**Material for the task:**
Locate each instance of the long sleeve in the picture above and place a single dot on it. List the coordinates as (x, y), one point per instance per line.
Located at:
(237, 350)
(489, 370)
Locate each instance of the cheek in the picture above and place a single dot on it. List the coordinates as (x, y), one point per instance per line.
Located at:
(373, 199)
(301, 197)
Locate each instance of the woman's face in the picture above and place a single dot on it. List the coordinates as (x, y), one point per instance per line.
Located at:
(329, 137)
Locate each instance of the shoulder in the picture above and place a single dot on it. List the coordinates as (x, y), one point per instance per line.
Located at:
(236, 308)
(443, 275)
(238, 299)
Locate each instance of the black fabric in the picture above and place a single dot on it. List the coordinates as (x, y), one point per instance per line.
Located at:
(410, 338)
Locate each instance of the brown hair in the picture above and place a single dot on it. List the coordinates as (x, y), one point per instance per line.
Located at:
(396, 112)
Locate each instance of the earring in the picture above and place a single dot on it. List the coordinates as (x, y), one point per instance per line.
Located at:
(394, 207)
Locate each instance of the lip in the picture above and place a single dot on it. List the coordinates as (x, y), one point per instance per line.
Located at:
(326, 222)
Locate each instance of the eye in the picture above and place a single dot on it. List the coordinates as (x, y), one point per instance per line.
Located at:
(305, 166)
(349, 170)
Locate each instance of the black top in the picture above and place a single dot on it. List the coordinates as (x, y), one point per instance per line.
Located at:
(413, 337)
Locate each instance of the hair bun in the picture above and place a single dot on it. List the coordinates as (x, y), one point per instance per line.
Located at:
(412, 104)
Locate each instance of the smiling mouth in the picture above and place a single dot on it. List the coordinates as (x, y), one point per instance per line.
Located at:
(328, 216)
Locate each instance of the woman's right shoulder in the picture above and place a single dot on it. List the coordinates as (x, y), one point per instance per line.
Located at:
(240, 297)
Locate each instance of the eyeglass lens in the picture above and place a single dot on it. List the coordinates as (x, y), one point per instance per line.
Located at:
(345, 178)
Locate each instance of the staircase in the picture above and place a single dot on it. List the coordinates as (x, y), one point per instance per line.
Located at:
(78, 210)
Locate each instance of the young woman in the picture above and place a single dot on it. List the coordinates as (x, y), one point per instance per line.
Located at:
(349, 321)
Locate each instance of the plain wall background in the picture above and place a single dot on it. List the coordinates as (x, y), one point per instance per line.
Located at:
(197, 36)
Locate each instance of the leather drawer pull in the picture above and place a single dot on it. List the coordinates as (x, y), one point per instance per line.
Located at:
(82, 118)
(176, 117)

**What you should do:**
Set out every line of the rows above as a Markdown table with the columns Number and Line, numbering the lines in order and leaving out any blank ones.

**Reply:**
| Number | Line |
|---|---|
| 1 | Locate each instance of the long sleeve in the picture above and place a single dot on it. List the coordinates as (x, y), one point per instance per line. |
| 2 | Located at: |
| 3 | (237, 350) |
| 4 | (489, 370) |
| 5 | Locate each instance of the cheek in the picture above and place a single dot on it. List the coordinates as (x, y), one point per instance per line. |
| 6 | Located at: |
| 7 | (373, 199) |
| 8 | (301, 197) |
| 9 | Locate each instance of the woman's face in the picture above and place a single dot on it. List the coordinates as (x, y), one point per instance per line. |
| 10 | Located at: |
| 11 | (329, 137) |
| 12 | Locate each instance of the shoulder in the picture above and place a single dot on it. List the coordinates as (x, y), one point per instance per line. |
| 13 | Located at: |
| 14 | (236, 308) |
| 15 | (443, 275) |
| 16 | (238, 299) |
| 17 | Locate each instance of the black fabric in the picture above and place a single dot on it. List the coordinates as (x, y), one point per instance per line. |
| 18 | Located at: |
| 19 | (410, 338) |
| 20 | Locate each instance of the brown hair in the picture above and place a single dot on it. List the coordinates as (x, y), one point per instance per line. |
| 21 | Located at: |
| 22 | (396, 112) |
| 23 | Locate each instance of the earring in the picture above and place a single dot on it. List the coordinates as (x, y), one point per instance per line. |
| 24 | Located at: |
| 25 | (394, 207) |
| 26 | Locate each instance of the lip in the picture above and place a single dot on it. List the coordinates as (x, y), one point per instance per line. |
| 27 | Located at: |
| 28 | (326, 222) |
| 29 | Locate each instance of the eye in the picture above and place a single dot on it. List the coordinates as (x, y), one point per instance per line. |
| 30 | Located at: |
| 31 | (305, 166) |
| 32 | (349, 170) |
| 33 | Locate each instance of the black top in the picture above and place a single dot on it. List the coordinates as (x, y), one point per instance per line. |
| 34 | Located at: |
| 35 | (413, 337) |
| 36 | Locate each instance of the hair bun in the picture above and place a single dot on it. List the coordinates as (x, y), one point per instance per line. |
| 37 | Located at: |
| 38 | (412, 104) |
| 39 | Locate each instance of the smiling mouth in the picture above and place a single dot on it. List the coordinates as (x, y), one point per instance per line. |
| 40 | Located at: |
| 41 | (328, 216) |
| 42 | Locate each instance of the woman's right shoulder in the picture above and place a single dot on it. List the coordinates as (x, y), one point per instance per line. |
| 43 | Located at: |
| 44 | (240, 297) |
| 45 | Locate each instance of the eyeglass lens in the picture above and place a single dot on it. List the coordinates as (x, y), one point per instance per line. |
| 46 | Located at: |
| 47 | (345, 178) |
| 48 | Locate each instance of the staircase in the picture above and place a single dot on it. List the coordinates as (x, y), one point per instance per line. |
| 49 | Located at: |
| 50 | (78, 210) |
| 51 | Locate each instance of the young woman in the picture above and place a single dot on it. List the coordinates as (x, y), one point per instance per line. |
| 52 | Located at: |
| 53 | (349, 321) |
| 54 | Locate each instance of the plain wall background in the picture above and place a single dot on it. List the coordinates as (x, y), one point per instance per line. |
| 55 | Located at: |
| 56 | (197, 36) |
| 57 | Locate each instance of the leather drawer pull in the picture above and place a single dot on it. List the coordinates as (x, y), one point per instance per line. |
| 58 | Located at: |
| 59 | (82, 118) |
| 60 | (176, 117) |